Extracted information >>

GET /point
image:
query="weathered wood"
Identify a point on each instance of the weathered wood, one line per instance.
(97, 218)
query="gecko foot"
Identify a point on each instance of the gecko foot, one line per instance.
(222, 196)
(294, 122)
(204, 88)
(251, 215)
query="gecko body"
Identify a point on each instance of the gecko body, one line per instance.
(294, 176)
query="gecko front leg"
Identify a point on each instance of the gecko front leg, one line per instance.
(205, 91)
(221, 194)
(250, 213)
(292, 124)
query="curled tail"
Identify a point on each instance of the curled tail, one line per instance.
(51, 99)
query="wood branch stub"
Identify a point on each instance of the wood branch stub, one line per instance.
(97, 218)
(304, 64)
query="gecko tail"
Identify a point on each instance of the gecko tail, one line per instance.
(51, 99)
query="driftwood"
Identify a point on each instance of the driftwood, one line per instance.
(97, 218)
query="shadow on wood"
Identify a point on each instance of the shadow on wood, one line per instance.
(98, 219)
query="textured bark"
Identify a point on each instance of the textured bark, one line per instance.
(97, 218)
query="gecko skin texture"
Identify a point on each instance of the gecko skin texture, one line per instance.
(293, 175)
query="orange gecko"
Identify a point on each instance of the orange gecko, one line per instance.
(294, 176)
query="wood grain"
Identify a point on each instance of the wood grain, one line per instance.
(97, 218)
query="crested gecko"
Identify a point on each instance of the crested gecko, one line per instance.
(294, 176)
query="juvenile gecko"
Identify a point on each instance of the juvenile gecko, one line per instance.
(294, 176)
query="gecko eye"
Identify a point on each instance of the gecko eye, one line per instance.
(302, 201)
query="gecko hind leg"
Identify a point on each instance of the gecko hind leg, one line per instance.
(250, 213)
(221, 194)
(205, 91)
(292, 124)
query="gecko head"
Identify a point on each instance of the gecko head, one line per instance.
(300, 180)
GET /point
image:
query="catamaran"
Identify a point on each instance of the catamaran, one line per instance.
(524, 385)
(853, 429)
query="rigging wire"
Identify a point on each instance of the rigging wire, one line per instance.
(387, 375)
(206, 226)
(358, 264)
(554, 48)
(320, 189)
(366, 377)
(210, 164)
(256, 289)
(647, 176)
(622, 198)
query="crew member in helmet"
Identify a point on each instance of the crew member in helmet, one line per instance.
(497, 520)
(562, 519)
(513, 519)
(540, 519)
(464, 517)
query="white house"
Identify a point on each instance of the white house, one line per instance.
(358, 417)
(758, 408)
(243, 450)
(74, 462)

Instructions to follow >> Begin at the line containing "Identify a point on each instance of the wood grain, one" and reproduce every line through the last one in the records above, exactly.

Output >>
Identify a point on each instance of the wood grain, one line per instance.
(97, 218)
query="crested gecko"
Identify a point on each instance of the crested gecko, one line per instance.
(294, 176)
query="juvenile gecko"
Identify a point on each instance of the juvenile gecko, one line per instance.
(294, 176)
query="gecko eye"
Identify a point on each instance of the gecko eye, one line per instance.
(302, 201)
query="gecko hind leg"
Identify a point on each instance of the gecko hind leg, one line per instance.
(250, 213)
(221, 194)
(205, 91)
(292, 124)
query="gecko head"
Identify a point on each instance of the gecko head, one line per instance.
(300, 180)
GET /point
image:
query="catamaran"
Identify a point on each instance of the catamaran, one line per instance.
(524, 385)
(853, 429)
query="rigging wire"
Identify a point on each instance of the rigging wire, one line per instance.
(387, 375)
(206, 226)
(358, 264)
(554, 48)
(320, 189)
(366, 377)
(210, 164)
(256, 289)
(647, 176)
(622, 198)
query="crew member in helmet"
Identify a point on each instance of the crew member in helmet, one line per instance.
(497, 520)
(562, 519)
(513, 519)
(540, 519)
(464, 517)
query="white house"
Identify a point on each instance of the white house, one line per instance.
(358, 417)
(758, 408)
(243, 450)
(74, 462)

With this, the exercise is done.